▶ Written request 1
In the commentary on Spain's economy, which three countries are said to be doing partial, slow defaults by printing money?
▶ Written request 2
In the commentary on Spain's economy, rewrite the passage from "Whatever the case" up to and including "Banco Bilbao (BBVA)", and swap "Portugal" for "Ireland".
▶ Written request 3
Extend the commentary on Spain's economy, continuing from the point where it stops.

▶ Selected text
────────────────────
Together the former 2 are not even 5% of Euro zone GDP whereas the latter is the 4th largest member and about 11% of GDP I believe. Truth be told, while Spain's economy is horrid (20% unemployment i.e. they have honest government reporting, an American style credit bust as "financial innovation" went wild, without the ability to print money at will to make it all "go away") its sovereign balance sheet is not nearly as horrid as Greece (or ironically, America's!). [Feb 5, 2010: Sovereign Risk Chart - Where Would the US Fit in, on Europe's Scale?] But again - printing money from thin air is a wonderful way to do partial, slow defaults ... the US, UK, and Japan are doing that. Spain cannot. Which makes me wonder if before all this is over the European Central Bank will get new powers that mimic the Fed because having your central banker print like mad and take government debt onto its balance sheet seems to be the only real solution in a world gone mad on kicking the can down the road. (sidenote - while the ECB is prohibited from directly buying government debt, it can do so in the secondary market... bu until now has not.)

Whatever the case - Portugal, which should have been next, is losing some attention as we're seeing Spain face attack. A couple of their major banks are looking like US banks circa 2008. Below we see Banco Santander (STD) and Banco Bilbao (BBVA)
────────────────────
▶ Source data
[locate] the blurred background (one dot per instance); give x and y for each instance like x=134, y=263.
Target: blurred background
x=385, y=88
────────────────────
▶ Response 1
The US, the UK, and Japan.

▶ Response 2
Whatever the case - Ireland, which should have been next, is losing some attention as we're seeing Spain face attack. A couple of their major banks are looking like US banks circa 2008. Below we see Banco Santander (STD) and Banco Bilbao (BBVA)

▶ Response 3
Perhaps Spain needs to change some accounting rules, make a cute stress test (in which no one fails), hand the banks unlimited free money so they can make profit just by turning on the light, and tell the world the taxpayers of the country will bear every loss of the bank and thus the bank cannot fail? Outrageous? ... nah, it's the U.S. solution. But again it is all circular... that works fine and dandy when the taxpayer will bear the losses and you can print endless supplies of new money to offset said losses... Spain cannot.

Worst case scenario is the US taxpayer will bail out Spain via the IMF... "worked" for Greece. Or my own favorite nuclear option - the Fed can turn Spain (and Greece and Portugal) into 'bank holding companies'... that also "fixes" everything.*

*that can't really happen... or can it? ;)

Please turn your grandchildren upside down and shake out his/her pockets again - the Europeans need them ... thank you.

Knock knock

Who's there?

IMF.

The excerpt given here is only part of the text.